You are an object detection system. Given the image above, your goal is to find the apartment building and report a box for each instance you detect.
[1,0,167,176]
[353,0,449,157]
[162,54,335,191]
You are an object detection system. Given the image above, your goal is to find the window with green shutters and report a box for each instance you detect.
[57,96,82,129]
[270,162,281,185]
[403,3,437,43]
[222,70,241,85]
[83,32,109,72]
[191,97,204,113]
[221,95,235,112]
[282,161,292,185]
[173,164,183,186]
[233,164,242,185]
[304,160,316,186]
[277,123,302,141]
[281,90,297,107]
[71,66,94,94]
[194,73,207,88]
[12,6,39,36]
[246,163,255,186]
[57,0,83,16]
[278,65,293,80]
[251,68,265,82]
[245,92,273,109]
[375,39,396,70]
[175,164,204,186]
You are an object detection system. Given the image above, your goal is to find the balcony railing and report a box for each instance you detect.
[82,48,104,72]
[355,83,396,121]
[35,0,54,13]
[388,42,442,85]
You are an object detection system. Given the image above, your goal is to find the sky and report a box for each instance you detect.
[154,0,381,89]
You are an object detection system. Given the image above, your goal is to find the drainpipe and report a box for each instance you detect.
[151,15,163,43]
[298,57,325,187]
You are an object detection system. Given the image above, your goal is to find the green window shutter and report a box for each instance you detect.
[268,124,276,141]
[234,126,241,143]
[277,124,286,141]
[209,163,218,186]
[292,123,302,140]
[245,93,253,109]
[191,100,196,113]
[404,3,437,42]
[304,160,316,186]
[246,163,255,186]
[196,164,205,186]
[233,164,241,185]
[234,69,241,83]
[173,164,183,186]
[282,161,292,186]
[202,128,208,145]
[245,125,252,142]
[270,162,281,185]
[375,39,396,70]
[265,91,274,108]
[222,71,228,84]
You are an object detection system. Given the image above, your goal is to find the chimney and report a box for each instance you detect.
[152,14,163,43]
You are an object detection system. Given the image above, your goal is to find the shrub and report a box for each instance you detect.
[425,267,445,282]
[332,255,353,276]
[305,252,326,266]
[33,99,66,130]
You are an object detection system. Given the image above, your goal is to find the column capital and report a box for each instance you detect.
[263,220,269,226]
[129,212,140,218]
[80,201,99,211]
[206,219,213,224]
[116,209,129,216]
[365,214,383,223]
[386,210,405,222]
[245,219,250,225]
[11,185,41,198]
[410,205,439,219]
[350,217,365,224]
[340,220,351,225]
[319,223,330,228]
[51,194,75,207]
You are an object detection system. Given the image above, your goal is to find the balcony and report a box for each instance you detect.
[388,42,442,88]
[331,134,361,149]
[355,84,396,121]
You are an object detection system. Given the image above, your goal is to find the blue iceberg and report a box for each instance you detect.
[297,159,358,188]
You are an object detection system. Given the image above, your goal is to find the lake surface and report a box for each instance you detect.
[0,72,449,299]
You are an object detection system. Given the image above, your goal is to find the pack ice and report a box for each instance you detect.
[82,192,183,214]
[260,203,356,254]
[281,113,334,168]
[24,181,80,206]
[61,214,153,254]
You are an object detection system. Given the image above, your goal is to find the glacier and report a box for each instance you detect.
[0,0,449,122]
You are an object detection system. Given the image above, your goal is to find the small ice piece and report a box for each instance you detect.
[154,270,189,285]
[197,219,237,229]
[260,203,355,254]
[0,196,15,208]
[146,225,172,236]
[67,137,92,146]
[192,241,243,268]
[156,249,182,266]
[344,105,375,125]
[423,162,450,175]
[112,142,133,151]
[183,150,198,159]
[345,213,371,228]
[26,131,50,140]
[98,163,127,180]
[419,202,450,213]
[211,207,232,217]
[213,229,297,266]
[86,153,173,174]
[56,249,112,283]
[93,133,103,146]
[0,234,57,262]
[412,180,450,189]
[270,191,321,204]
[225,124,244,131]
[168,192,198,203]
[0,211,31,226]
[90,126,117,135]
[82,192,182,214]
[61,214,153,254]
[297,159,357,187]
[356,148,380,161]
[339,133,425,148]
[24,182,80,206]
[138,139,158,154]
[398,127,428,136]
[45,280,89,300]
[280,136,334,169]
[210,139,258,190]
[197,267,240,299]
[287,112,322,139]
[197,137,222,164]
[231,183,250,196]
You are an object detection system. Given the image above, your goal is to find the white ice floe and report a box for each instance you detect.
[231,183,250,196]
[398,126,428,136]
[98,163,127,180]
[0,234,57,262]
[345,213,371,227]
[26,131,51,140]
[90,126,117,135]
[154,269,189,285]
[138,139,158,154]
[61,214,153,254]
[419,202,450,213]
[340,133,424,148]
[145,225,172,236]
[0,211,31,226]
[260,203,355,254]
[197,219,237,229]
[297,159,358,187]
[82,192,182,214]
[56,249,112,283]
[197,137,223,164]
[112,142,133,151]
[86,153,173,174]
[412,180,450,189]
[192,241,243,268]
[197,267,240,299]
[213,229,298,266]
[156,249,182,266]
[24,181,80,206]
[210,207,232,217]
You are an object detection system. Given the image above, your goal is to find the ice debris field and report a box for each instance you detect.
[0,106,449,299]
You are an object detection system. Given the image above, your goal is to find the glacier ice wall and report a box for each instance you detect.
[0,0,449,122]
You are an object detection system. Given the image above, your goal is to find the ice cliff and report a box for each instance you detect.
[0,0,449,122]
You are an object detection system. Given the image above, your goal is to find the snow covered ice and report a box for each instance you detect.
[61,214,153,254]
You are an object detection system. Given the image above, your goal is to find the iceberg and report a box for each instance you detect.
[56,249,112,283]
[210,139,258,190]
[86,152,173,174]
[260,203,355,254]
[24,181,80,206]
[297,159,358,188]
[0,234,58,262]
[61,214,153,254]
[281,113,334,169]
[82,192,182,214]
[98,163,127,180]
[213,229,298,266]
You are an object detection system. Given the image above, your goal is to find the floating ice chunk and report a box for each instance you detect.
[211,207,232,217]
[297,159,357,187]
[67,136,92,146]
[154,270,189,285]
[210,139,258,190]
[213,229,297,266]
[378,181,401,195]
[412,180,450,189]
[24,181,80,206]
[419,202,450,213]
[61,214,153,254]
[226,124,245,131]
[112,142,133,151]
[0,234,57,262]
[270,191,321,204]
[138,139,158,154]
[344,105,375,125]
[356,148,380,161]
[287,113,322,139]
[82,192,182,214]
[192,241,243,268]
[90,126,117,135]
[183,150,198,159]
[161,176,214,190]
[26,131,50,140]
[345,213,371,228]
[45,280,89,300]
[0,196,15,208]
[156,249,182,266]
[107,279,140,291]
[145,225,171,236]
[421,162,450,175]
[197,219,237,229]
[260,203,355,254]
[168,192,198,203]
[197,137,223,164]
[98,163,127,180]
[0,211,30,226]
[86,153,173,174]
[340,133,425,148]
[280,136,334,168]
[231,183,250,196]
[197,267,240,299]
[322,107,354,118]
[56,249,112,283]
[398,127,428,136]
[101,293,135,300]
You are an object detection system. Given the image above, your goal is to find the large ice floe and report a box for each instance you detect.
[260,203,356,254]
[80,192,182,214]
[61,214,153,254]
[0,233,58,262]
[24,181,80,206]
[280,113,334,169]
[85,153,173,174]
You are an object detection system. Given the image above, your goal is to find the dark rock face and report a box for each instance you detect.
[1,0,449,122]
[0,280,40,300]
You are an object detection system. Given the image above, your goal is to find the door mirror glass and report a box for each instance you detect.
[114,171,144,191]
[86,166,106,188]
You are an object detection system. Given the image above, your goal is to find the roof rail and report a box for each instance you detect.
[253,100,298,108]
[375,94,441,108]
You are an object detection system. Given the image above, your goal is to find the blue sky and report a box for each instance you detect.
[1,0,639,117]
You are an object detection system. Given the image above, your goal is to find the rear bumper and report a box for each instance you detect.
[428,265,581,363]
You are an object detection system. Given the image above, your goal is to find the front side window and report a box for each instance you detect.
***
**Task objective**
An exact, complete copy of the data is the only acceptable answer.

**Completed task**
You are an object detection system. Given the image above, your goal is to find the apartment building and report a box for each instance you detect.
[1,0,167,176]
[353,0,449,157]
[162,54,335,191]
You are an object detection system. Given the image above, your goal is to find the window with green shutters and report a box for each instance you detect.
[57,96,82,129]
[270,162,281,185]
[403,3,437,43]
[222,70,241,85]
[83,32,109,72]
[191,97,204,113]
[221,95,235,112]
[282,161,292,185]
[173,164,183,186]
[233,164,242,185]
[304,160,316,186]
[277,123,302,141]
[281,90,297,107]
[71,66,94,94]
[194,73,207,88]
[12,6,39,36]
[246,163,255,186]
[57,0,83,16]
[278,65,293,80]
[251,68,265,82]
[245,92,273,109]
[375,39,396,70]
[175,164,204,186]
You are an object detection system. Given the image above, your goal is to find the balcony railing and report a box for each instance you detect.
[82,48,104,72]
[355,83,396,121]
[35,0,54,13]
[388,42,442,85]
You are an object detection system. Given the image above, your goal is to find the sky and report a box for each instance you detect.
[154,0,381,89]
You are an object detection system. Given the image above, your goal is to find the drainpipe and report a box for each instance you detect.
[151,15,163,43]
[298,57,325,187]
You are an object detection system. Given the image above, your goal is to find the green window shutter and report a box for each instance you detect.
[268,124,276,141]
[234,126,241,143]
[277,124,286,141]
[209,163,218,186]
[292,123,302,140]
[245,93,253,109]
[191,100,196,113]
[404,3,437,42]
[304,160,316,186]
[246,163,255,186]
[196,164,205,186]
[233,164,241,185]
[234,69,241,83]
[173,164,183,186]
[282,161,292,186]
[202,128,208,145]
[245,125,252,142]
[270,162,281,185]
[375,39,396,70]
[265,91,274,108]
[222,71,228,84]
You are an object detection system. Given the image above, your goal is to find the chimney and report a box for each instance you detect.
[152,14,163,43]
You are an object detection system. Given the image above, your goal is to find the shrub and report a box for each instance you detect.
[425,267,445,282]
[332,255,353,276]
[305,252,326,266]
[33,99,66,130]
You are an object detection system. Given the image above, your goal is to find the column capital and report a box for each instance you detect.
[263,220,269,226]
[129,212,140,218]
[80,201,99,211]
[206,219,213,224]
[116,209,129,216]
[365,214,383,223]
[386,210,405,222]
[245,219,250,225]
[11,185,41,198]
[410,205,439,219]
[350,217,365,224]
[340,220,351,225]
[319,223,330,228]
[51,194,75,207]
You are an object detection system. Given the image above, your goal is to find the balcony and report a box for each instance you detect.
[388,42,442,88]
[331,134,361,149]
[355,84,396,121]
You are an object detection system. Given the image above, your goal is to find the blue iceberg and report a box for each instance you detect.
[297,159,358,188]
You are an object detection system. Given the image above, your goal is to find the lake surface and report a box for each instance you detect.
[0,72,449,299]
You are an object detection system. Given the image above, your goal is to find the pack ice and report a box for each instance you detect.
[82,192,183,214]
[260,203,356,254]
[281,113,334,168]
[24,181,80,206]
[61,214,153,254]
You are an object detection system. Given the image above, your goal is to find the glacier and report a box for each instance you detect.
[0,0,449,122]
You are an object detection system. Given the image above, your goal is to find the small ice piece and report a box for each instance you detect.
[154,270,189,285]
[197,219,237,229]
[260,203,355,254]
[0,196,15,208]
[146,225,172,236]
[67,137,92,146]
[192,241,243,268]
[156,249,182,266]
[344,105,375,125]
[423,162,450,175]
[112,142,133,151]
[183,150,198,159]
[345,213,371,228]
[26,131,50,140]
[98,163,127,180]
[419,202,450,213]
[211,207,232,217]
[213,229,297,266]
[86,153,173,174]
[56,249,112,283]
[93,133,103,146]
[0,234,57,262]
[412,180,450,189]
[270,191,321,204]
[225,124,244,131]
[168,192,198,203]
[0,211,31,226]
[90,126,117,135]
[82,192,182,214]
[61,214,153,254]
[297,159,357,187]
[356,148,380,161]
[339,133,425,148]
[24,182,80,206]
[138,139,158,154]
[398,127,428,136]
[45,280,89,300]
[280,136,334,169]
[210,139,258,190]
[197,267,240,299]
[287,112,322,139]
[197,137,222,164]
[231,183,250,196]
You are an object detection system. Given the image above, your goal is to find the white ice floe and report a box for each instance you detect.
[231,183,250,196]
[398,126,428,136]
[98,163,127,180]
[0,234,57,262]
[345,213,371,227]
[26,131,51,140]
[90,126,117,135]
[154,269,189,285]
[138,139,158,154]
[61,214,153,254]
[419,202,450,213]
[340,133,424,148]
[145,225,172,236]
[0,211,31,226]
[260,203,355,254]
[197,219,237,229]
[297,159,358,187]
[82,192,182,214]
[56,249,112,283]
[197,137,223,164]
[112,142,133,151]
[86,153,173,174]
[412,180,450,189]
[192,241,243,268]
[197,267,240,299]
[213,229,298,266]
[156,249,182,266]
[24,181,80,206]
[210,207,232,217]
You are an object detection system. Given the image above, your goal is to find the ice debris field and report a box for each instance you detect.
[0,106,449,299]
You are an object detection system. Given the image above, your goal is to find the glacier ice wall and report a box for each instance you detect.
[0,0,449,122]
You are an object detection system. Given the image above, your goal is to find the ice cliff and report a box for each instance you detect.
[0,0,449,122]
You are an object detection system. Given the image above, your goal is to find the snow covered ice and report a box for each instance you detect.
[61,214,153,254]
You are an object detection system. Given the image above, your goal is to find the iceberg and report a box for each instance you detect.
[56,249,112,283]
[210,139,258,190]
[86,152,173,174]
[260,203,355,254]
[24,181,80,206]
[297,159,358,188]
[0,234,58,262]
[61,214,153,254]
[281,113,334,169]
[82,192,182,214]
[98,163,127,180]
[213,229,298,266]
You are an object detection system. Given the image above, your goal is to find the floating ice chunk and report a box for each instance you detect.
[211,207,232,217]
[297,159,357,187]
[67,136,92,146]
[154,270,189,285]
[210,139,258,190]
[213,229,297,266]
[378,181,401,195]
[412,180,450,189]
[24,181,80,206]
[419,202,450,213]
[61,214,153,254]
[226,124,245,131]
[112,142,133,151]
[0,234,57,262]
[270,191,321,204]
[138,139,158,154]
[344,105,375,125]
[356,148,380,161]
[287,113,322,139]
[82,192,182,214]
[192,241,243,268]
[90,126,117,135]
[183,150,198,159]
[161,176,214,190]
[26,131,50,140]
[345,213,371,228]
[45,280,89,300]
[0,196,15,208]
[156,249,182,266]
[107,279,140,291]
[145,225,171,236]
[421,162,450,175]
[197,219,237,229]
[260,203,355,254]
[168,192,198,203]
[197,137,223,164]
[98,163,127,180]
[0,211,30,226]
[86,153,173,174]
[340,133,425,148]
[280,136,334,168]
[231,183,250,196]
[197,267,240,299]
[322,107,354,118]
[56,249,112,283]
[398,127,428,136]
[101,293,135,300]
You are an object detection system. Given the image above, your goal is to find the large ice floe and report a box for each instance you detect.
[260,203,356,254]
[80,192,182,214]
[61,214,153,254]
[0,233,58,262]
[24,181,80,206]
[280,113,334,169]
[85,153,173,174]
You are an object detection system. Given the image above, your goal is to find the dark rock face and report a box for each instance you detect.
[1,0,449,122]
[0,280,40,300]
You are an object detection system. Given the image above, your goal is to find the door mirror glass and report a box for each instance you detect.
[114,171,144,191]
[86,166,106,188]
You are an object detection system. Given the image above, your goal is to find the roof rail and report a box for each instance you detect.
[253,100,298,108]
[375,94,441,108]
You are an object detection system. Given the image above, your goal is to find the blue sky and report a box for each instance you detect.
[1,0,639,117]
You are an object detection system. Given the image above, your goal is to find the rear bumper and report a box for each instance you detect.
[428,265,581,363]
You are an object detection system. Given the image above, your goal is to find the front side window and report a box for each instance you detect.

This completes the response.